Below are the records; work out how many lines among them contain "rough", and write nothing besides that number.
■ ■ ■ ■
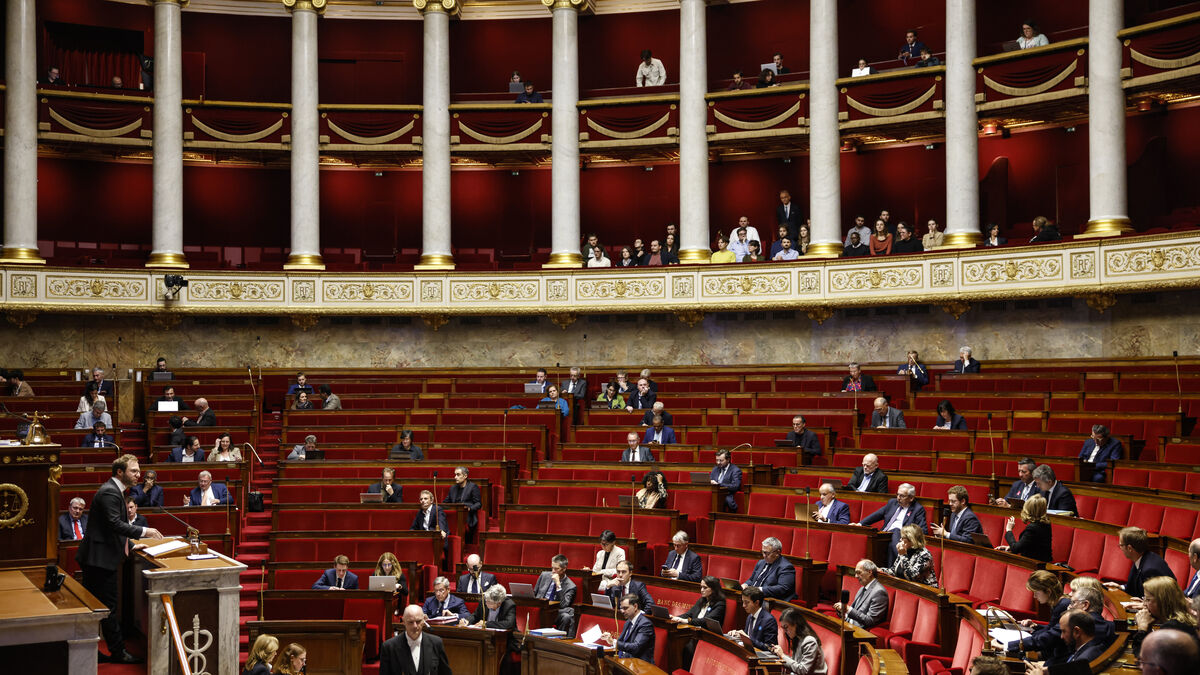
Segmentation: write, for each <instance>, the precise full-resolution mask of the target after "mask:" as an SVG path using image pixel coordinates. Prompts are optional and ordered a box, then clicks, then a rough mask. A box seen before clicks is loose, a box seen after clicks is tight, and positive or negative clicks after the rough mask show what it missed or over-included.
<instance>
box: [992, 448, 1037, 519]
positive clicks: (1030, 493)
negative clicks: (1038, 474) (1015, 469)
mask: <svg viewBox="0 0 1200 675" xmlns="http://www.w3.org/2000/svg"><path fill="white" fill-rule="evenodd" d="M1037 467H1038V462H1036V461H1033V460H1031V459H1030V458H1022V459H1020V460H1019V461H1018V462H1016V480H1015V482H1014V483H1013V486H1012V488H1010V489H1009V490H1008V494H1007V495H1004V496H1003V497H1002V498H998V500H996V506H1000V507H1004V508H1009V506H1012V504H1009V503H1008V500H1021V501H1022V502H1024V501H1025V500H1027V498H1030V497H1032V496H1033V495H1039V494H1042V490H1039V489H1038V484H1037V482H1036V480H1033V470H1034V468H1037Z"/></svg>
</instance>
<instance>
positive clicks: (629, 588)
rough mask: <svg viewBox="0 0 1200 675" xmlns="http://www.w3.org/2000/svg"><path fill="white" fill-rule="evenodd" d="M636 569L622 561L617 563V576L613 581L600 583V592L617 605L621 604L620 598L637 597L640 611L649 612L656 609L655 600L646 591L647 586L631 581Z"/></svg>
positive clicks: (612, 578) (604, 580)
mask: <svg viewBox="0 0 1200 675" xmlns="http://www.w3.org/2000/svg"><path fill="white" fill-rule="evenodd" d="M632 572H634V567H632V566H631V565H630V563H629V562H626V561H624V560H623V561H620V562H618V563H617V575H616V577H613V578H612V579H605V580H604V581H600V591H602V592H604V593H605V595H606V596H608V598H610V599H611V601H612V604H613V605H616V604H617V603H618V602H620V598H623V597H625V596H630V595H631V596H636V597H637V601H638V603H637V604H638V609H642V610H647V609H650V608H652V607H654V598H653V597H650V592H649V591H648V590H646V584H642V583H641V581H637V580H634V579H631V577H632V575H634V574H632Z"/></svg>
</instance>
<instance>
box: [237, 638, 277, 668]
■ ■ ■ ■
Reply to the task: 2